PROBLEM STATEMENT
Lay out every one of the rows below as a JSON list of strings, one string per line, and leave out the blank lines.

GIVEN INFORMATION
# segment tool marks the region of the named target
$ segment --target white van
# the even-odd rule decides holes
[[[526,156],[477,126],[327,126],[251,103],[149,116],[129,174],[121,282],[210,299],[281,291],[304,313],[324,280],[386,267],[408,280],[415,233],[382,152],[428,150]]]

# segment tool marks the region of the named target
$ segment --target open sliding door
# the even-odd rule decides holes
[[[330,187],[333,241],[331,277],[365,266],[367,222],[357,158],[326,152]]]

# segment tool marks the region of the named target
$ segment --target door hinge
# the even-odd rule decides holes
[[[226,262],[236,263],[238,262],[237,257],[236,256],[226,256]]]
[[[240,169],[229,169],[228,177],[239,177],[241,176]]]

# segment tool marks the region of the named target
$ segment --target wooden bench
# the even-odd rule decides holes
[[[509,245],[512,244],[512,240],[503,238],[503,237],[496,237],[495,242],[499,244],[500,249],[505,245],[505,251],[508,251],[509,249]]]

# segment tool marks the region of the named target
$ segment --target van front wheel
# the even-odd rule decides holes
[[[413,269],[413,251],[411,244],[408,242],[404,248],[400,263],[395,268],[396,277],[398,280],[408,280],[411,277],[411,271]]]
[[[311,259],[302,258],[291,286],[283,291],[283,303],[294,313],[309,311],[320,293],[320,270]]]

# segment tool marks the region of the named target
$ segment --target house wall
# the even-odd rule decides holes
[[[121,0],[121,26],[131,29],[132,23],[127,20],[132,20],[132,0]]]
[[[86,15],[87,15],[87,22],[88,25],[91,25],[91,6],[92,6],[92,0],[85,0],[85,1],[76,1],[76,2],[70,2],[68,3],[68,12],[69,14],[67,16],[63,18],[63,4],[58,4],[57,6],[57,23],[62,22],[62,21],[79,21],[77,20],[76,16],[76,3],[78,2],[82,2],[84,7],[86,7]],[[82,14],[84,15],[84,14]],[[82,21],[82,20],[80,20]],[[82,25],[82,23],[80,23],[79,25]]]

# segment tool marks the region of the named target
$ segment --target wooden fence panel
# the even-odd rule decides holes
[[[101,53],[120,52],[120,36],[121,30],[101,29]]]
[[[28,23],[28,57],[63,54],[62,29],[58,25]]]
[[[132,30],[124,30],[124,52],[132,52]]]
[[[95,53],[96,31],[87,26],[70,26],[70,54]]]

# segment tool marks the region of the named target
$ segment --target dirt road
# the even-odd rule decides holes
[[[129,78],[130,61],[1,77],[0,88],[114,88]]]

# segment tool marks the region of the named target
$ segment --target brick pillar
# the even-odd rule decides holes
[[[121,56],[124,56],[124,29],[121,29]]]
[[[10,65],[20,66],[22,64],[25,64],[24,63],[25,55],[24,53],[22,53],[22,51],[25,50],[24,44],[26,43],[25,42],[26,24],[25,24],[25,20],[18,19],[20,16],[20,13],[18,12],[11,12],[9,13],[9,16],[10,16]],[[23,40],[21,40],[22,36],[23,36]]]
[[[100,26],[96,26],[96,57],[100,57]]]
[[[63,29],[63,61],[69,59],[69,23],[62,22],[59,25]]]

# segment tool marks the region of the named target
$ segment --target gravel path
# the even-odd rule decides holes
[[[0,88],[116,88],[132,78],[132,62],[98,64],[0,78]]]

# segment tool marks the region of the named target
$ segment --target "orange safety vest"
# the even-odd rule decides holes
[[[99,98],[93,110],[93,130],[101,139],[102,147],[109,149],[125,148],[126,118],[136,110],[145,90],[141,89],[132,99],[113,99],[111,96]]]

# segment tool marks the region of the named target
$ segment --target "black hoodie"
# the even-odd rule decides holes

RESULT FOR THIS EXERCISE
[
  "# segment tool marks the region of the named target",
  "$ segment --target white van",
  "# the even-odd rule decides holes",
  "[[[526,156],[477,126],[327,126],[251,103],[149,116],[129,174],[121,282],[210,299],[281,291],[304,313],[324,280],[386,267],[408,280],[415,233],[382,152],[428,150]]]",
  "# segment tool marks the region of the named target",
  "$ segment --target open sliding door",
  "# the even-odd rule decides holes",
  "[[[330,187],[333,241],[331,277],[365,266],[367,222],[357,158],[326,152]]]",
  "# segment tool marks the region of the named target",
  "$ segment --target door hinge",
  "# the even-odd rule decides holes",
  "[[[226,262],[236,263],[238,262],[237,257],[236,256],[226,256]]]",
  "[[[240,169],[229,169],[228,177],[239,177],[241,176]]]",
  "# segment tool marks the region of the named target",
  "$ segment --target wooden bench",
  "# the even-odd rule decides holes",
  "[[[509,245],[512,244],[512,240],[503,238],[503,237],[496,237],[495,242],[499,244],[500,249],[505,245],[505,251],[508,251],[509,249]]]",
  "# segment tool marks the region of the named target",
  "$ segment --target van front wheel",
  "# the even-odd rule decides holes",
  "[[[413,269],[413,251],[411,244],[408,242],[404,248],[400,263],[395,268],[396,277],[398,280],[408,280],[411,277],[411,271]]]",
  "[[[311,259],[302,258],[291,286],[283,291],[283,303],[294,313],[309,311],[320,293],[320,270]]]",
  "# segment tool marks the region of the named target",
  "$ segment --target house wall",
  "# the even-odd rule decides holes",
  "[[[121,0],[121,26],[131,29],[132,23],[127,20],[132,20],[132,0]]]",
  "[[[86,15],[87,15],[87,22],[88,25],[91,25],[91,6],[92,6],[92,0],[85,0],[85,1],[76,1],[76,2],[70,2],[68,3],[68,12],[69,14],[67,16],[63,18],[63,4],[58,4],[57,6],[57,23],[62,22],[62,21],[79,21],[77,20],[76,16],[76,3],[78,2],[82,2],[84,7],[86,7]],[[82,14],[84,15],[84,14]],[[82,21],[82,20],[80,20]],[[82,25],[82,23],[80,23],[79,25]]]",
  "# segment tool marks the region of the named target",
  "$ segment --target wooden fence panel",
  "# the even-odd rule decides holes",
  "[[[101,53],[120,52],[120,36],[121,30],[101,29]]]",
  "[[[28,23],[28,57],[63,54],[62,29],[58,25]]]",
  "[[[132,30],[124,30],[124,52],[132,52]]]",
  "[[[95,53],[96,31],[87,26],[70,26],[70,54]]]",
  "# segment tool marks the region of the named target",
  "$ segment --target dirt road",
  "# the even-odd rule decides holes",
  "[[[129,78],[130,61],[1,77],[0,88],[114,88]]]",
  "# segment tool marks the region of the named target",
  "$ segment --target brick pillar",
  "# the even-odd rule decides holes",
  "[[[121,56],[124,56],[124,29],[121,29]]]",
  "[[[10,65],[20,66],[22,64],[25,64],[24,63],[25,55],[24,53],[22,53],[22,51],[25,50],[24,44],[26,43],[25,42],[26,24],[25,24],[25,20],[18,19],[20,16],[20,13],[18,12],[11,12],[9,13],[9,16],[10,16]],[[23,40],[21,40],[22,36],[23,36]]]",
  "[[[100,26],[96,26],[96,57],[100,57]]]",
  "[[[63,29],[63,61],[69,59],[69,23],[62,22],[59,25]]]",
  "# segment tool marks the region of the named target",
  "$ segment --target gravel path",
  "# the even-odd rule decides holes",
  "[[[0,88],[116,88],[132,78],[132,62],[98,64],[0,78]]]",
  "# segment tool marks the region of the named target",
  "$ segment --target \"orange safety vest\"",
  "# the even-odd rule decides holes",
  "[[[99,98],[93,110],[93,130],[101,139],[102,147],[109,149],[125,148],[126,118],[136,110],[145,90],[141,89],[132,99],[113,99],[111,96]]]",
  "# segment tool marks the region of the named target",
  "$ segment --target \"black hoodie\"",
  "# the even-odd rule decides holes"
]